Source data:
-- -- --
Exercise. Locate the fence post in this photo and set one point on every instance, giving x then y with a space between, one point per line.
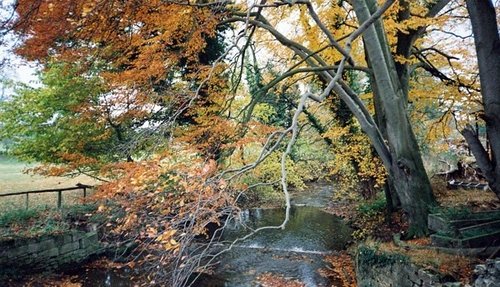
59 199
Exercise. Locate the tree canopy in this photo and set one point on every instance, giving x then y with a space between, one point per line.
257 96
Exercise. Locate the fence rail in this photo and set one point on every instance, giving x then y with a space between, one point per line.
59 191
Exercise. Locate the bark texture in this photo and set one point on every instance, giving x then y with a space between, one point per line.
484 27
406 169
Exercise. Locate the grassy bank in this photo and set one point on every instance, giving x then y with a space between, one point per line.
14 179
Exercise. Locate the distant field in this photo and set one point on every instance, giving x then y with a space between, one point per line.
13 179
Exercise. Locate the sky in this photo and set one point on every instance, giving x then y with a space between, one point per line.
12 67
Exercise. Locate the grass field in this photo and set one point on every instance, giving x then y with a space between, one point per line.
13 179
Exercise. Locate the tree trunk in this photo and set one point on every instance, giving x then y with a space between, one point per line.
487 42
406 169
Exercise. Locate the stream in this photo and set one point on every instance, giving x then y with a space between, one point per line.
293 253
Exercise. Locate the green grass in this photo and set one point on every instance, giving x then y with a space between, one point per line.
14 179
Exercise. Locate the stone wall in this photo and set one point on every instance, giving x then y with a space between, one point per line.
47 252
379 269
488 274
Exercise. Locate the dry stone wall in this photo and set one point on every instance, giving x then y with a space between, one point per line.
378 269
48 252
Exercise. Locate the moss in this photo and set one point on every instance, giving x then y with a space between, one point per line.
369 257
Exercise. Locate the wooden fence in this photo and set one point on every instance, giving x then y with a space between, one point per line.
59 191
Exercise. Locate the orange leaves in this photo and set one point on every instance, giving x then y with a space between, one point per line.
166 238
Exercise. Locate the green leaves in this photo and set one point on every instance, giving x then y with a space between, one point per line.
46 124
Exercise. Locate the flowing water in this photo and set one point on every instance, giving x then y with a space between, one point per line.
296 252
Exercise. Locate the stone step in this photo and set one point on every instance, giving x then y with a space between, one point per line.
482 240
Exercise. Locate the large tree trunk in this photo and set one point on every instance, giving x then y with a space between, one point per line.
406 169
487 42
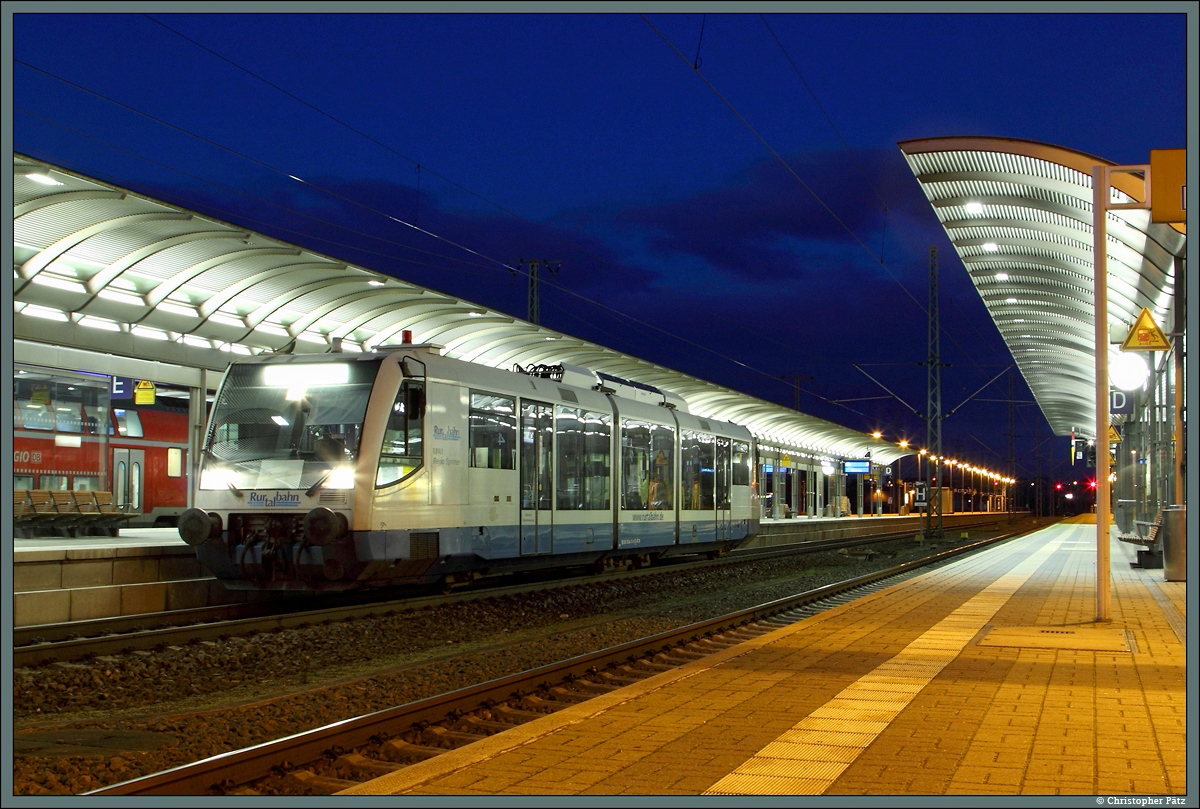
-- -- --
WHAT IS NEEDED: Pick out each line above that contains the word "trunk" and copy it in full.

FINAL ANSWER:
Exercise. Locate the tree trunk in this photo and set one point on every instance, giving x then y with a space between, one point per line.
Exercise. Locate the large tree trunk in this photo and set one point on every instance, giving x then y with a space between, one point per line.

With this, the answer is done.